*Exercise data:*
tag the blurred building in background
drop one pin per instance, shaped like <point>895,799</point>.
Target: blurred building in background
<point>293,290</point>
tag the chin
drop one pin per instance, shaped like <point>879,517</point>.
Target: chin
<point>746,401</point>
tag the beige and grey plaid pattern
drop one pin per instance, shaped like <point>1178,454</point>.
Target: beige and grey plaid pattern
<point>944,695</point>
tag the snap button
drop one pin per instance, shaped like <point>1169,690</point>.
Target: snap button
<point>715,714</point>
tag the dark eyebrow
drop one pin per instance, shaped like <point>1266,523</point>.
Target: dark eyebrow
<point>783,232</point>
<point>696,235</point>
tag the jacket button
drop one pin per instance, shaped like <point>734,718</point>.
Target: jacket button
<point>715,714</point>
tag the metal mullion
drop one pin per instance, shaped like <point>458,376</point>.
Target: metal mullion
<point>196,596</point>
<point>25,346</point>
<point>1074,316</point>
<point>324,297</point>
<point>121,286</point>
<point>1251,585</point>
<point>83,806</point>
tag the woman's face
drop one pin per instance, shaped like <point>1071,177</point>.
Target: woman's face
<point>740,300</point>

*Instructions for the task:*
Repeat each line of the data above, exactly as it appears, from the first through the line that contains "drop one pin per instance, shaped like <point>1071,177</point>.".

*Solution for this task:*
tag the blurred building in background
drop one pin per instance, shaped like <point>895,799</point>.
Target: blurred building in background
<point>293,290</point>
tag the chin
drop one pin per instance, shaped like <point>879,517</point>.
Target: chin
<point>746,401</point>
tag the beige and grey plaid pattern
drop one pin per instance, shaped like <point>1178,454</point>.
Target: beige and grey plaid pattern
<point>944,695</point>
tag the snap button
drop one pin per instance, shaped like <point>1169,690</point>.
Target: snap button
<point>715,714</point>
tag the dark eyebrow
drop one pin per instance, shaped like <point>1266,523</point>.
Target: dark eyebrow
<point>783,232</point>
<point>696,235</point>
tag the jacket button
drop one pin per instance, shaped like <point>734,718</point>.
Target: jacket button
<point>715,714</point>
tag the metal mullion
drop one pin per instance, shaped like <point>458,376</point>.
Target: metal mullion
<point>196,596</point>
<point>25,346</point>
<point>1074,316</point>
<point>324,297</point>
<point>121,286</point>
<point>1251,585</point>
<point>83,806</point>
tag the woman's face
drop one pin per instance, shaped like <point>1071,177</point>.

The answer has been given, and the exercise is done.